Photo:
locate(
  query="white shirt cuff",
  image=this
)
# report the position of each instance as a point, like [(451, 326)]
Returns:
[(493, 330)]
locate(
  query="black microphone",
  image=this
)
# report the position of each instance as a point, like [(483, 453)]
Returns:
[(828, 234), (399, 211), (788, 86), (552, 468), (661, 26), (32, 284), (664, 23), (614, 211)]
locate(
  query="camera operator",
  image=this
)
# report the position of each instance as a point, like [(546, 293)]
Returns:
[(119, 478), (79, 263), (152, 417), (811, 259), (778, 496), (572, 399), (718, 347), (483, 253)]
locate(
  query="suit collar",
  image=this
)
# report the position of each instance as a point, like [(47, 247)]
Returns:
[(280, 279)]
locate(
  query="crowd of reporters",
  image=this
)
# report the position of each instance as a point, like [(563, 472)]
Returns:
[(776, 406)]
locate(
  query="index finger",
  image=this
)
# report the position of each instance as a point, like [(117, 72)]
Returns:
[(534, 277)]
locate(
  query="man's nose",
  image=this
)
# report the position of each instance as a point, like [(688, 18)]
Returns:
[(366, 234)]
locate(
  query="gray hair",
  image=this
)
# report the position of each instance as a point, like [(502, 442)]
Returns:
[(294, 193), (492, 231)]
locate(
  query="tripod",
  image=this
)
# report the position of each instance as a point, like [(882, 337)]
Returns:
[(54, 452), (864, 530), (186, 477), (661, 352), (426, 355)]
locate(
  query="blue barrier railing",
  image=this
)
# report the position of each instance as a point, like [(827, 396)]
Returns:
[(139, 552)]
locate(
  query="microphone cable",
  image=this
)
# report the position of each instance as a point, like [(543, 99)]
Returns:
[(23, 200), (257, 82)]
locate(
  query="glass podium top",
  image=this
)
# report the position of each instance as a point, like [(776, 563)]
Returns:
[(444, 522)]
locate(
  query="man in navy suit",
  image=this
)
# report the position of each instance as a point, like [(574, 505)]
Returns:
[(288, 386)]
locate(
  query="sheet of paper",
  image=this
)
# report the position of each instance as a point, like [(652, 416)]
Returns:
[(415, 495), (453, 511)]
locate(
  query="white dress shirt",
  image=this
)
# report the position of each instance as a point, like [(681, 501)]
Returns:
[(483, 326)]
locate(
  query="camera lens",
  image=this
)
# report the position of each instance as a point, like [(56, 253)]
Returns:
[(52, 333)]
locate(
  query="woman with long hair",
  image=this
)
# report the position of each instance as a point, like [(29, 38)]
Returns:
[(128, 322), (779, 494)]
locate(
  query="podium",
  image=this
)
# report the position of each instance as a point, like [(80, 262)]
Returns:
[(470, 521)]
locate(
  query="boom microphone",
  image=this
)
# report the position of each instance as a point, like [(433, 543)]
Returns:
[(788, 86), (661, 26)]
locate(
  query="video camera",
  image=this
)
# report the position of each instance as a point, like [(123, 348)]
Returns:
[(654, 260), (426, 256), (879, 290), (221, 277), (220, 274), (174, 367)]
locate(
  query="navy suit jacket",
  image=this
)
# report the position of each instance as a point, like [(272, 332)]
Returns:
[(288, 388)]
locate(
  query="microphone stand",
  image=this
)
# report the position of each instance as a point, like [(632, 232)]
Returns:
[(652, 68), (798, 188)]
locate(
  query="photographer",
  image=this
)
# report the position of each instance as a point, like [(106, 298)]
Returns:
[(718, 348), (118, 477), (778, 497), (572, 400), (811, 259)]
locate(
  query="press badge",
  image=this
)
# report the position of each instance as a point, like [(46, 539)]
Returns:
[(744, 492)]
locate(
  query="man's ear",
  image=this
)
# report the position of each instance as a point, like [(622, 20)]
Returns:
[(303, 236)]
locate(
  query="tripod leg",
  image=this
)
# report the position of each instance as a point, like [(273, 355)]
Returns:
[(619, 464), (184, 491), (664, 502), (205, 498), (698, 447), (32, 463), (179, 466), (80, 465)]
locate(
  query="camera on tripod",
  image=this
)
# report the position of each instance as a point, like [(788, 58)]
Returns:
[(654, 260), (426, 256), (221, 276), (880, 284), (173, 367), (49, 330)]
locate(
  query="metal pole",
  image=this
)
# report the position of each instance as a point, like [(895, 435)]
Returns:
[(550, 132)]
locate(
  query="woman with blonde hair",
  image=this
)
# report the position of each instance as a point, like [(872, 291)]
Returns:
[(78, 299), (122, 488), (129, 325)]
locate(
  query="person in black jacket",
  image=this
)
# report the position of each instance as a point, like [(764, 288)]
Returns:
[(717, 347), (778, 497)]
________________________
## INSTRUCTION:
Copy all the rows above verbatim, reproducing every line character for character.

## SOLUTION FOR THIS EXERCISE:
Photo:
locate(
  query="white shirt cuff",
  image=this
)
# report the position of each instance as a point, like [(451, 326)]
Returns:
[(493, 330)]
locate(
  query="black microphone",
  image=this
)
# report the position of each instance as a point, like [(483, 453)]
Returns:
[(828, 234), (399, 211), (788, 86), (552, 468), (661, 26), (32, 284), (664, 23), (614, 211)]
locate(
  query="camera operator",
  image=this
)
# report the position of each instance as a point, like [(546, 293)]
Returns:
[(119, 478), (79, 263), (152, 417), (811, 259), (778, 496), (572, 399), (718, 347), (483, 253)]
locate(
  query="suit collar",
  image=this
)
# report the position of each instance as a point, like [(47, 247)]
Returns:
[(280, 279)]
locate(
  query="crowd of reporters",
  image=this
)
# report the position of each instance as a point, like [(563, 472)]
Returns:
[(776, 406)]
locate(
  query="index finger",
  image=this
)
# report the position of each instance as a point, like [(117, 72)]
Returns:
[(534, 277)]
locate(
  query="man's nose",
  image=this
)
# report the position of each instance as a point, like [(688, 18)]
Returns:
[(366, 234)]
locate(
  query="gray hair",
  image=this
)
# report the position of each instance as a point, like [(502, 442)]
Returns:
[(294, 193), (492, 231)]
locate(
  query="tripod",
  image=this
)
# report the position of each instance as a point, like [(882, 337)]
Returns:
[(54, 452), (864, 530), (186, 477), (661, 352), (426, 355)]
locate(
  query="blue barrier railing",
  image=this
)
# report the position of each instance as a point, like [(827, 396)]
Returns:
[(139, 552)]
locate(
  query="microphone cable",
  image=this
)
# report the position of each instance as a point, like [(543, 99)]
Returns:
[(23, 200), (257, 82)]
locate(
  query="glass podium top",
  image=this
)
# report the position of each instance as a point, like [(776, 563)]
Returns:
[(444, 522)]
locate(
  query="man in navy suit",
  image=this
)
# report the position of each instance as a point, like [(574, 505)]
Returns:
[(288, 386)]
locate(
  query="sheet of paper",
  image=this
)
# report the position of each instance as a point, like [(652, 416)]
Returns:
[(415, 495), (453, 511)]
locate(
  query="white dress shirt",
  image=this
)
# report the position of each instance as a point, like [(681, 501)]
Returns:
[(483, 326)]
locate(
  query="camera lens",
  image=this
)
# report the position of each instance as a point, like [(56, 253)]
Returns:
[(52, 333)]
locate(
  query="woman with long hair",
  image=this
)
# report the position of each instance as a point, like [(29, 38)]
Returns:
[(128, 322), (779, 494)]
locate(
  query="podium",
  image=this
)
# report the position of each instance as a point, like [(80, 262)]
Returns:
[(470, 521)]
locate(
  query="boom microphone",
  image=this
)
# report the position of each instance as a point, like [(433, 543)]
Returns:
[(788, 86), (661, 26)]
locate(
  query="video camera",
  image=this
)
# report the position of each instance as a point, like [(123, 348)]
Returns:
[(654, 260), (426, 256), (879, 290), (221, 277), (220, 274), (174, 367)]
locate(
  query="navy suit jacket",
  image=this
)
# report the position of each instance as a point, like [(272, 332)]
Returns:
[(288, 388)]
locate(
  query="microphone stand",
  image=this
)
# report the position of each instance as a point, like [(632, 232)]
Returns:
[(652, 68), (798, 188)]
locate(
  query="photographer",
  image=this
)
# report the position of each instance as a point, like [(106, 298)]
Returns:
[(718, 348), (118, 477), (778, 497), (572, 400), (811, 259)]
locate(
  query="press badge",
  image=this
)
# report the position of each instance as a point, like [(46, 539)]
Returns:
[(744, 492)]
locate(
  query="man's ear",
  image=this
)
# report the position of each instance as a point, like [(622, 20)]
Returns:
[(303, 236)]
locate(
  query="tripod leg",
  image=this
)
# report the position of each instance as a point, like [(273, 355)]
Returns:
[(619, 464), (184, 491), (664, 502), (205, 498), (698, 447), (32, 463), (179, 466), (80, 465)]
locate(
  query="camera on tripod",
  image=this
)
# report the position of each instance as a point, like [(788, 58)]
Returns:
[(654, 260), (426, 256), (221, 276), (880, 284), (173, 367), (49, 330)]
locate(
  query="metal pole",
  image=this
)
# report the position of each instance as a point, like [(895, 435)]
Returns:
[(550, 132)]
locate(
  query="woman with blonde hair",
  image=this
)
# report the position of each instance as a point, like [(872, 291)]
Returns:
[(78, 299), (122, 488), (129, 325)]
locate(
  query="person in black jacket",
  image=this
)
# report the position of each instance as a point, like [(764, 288)]
Returns:
[(717, 347), (778, 497)]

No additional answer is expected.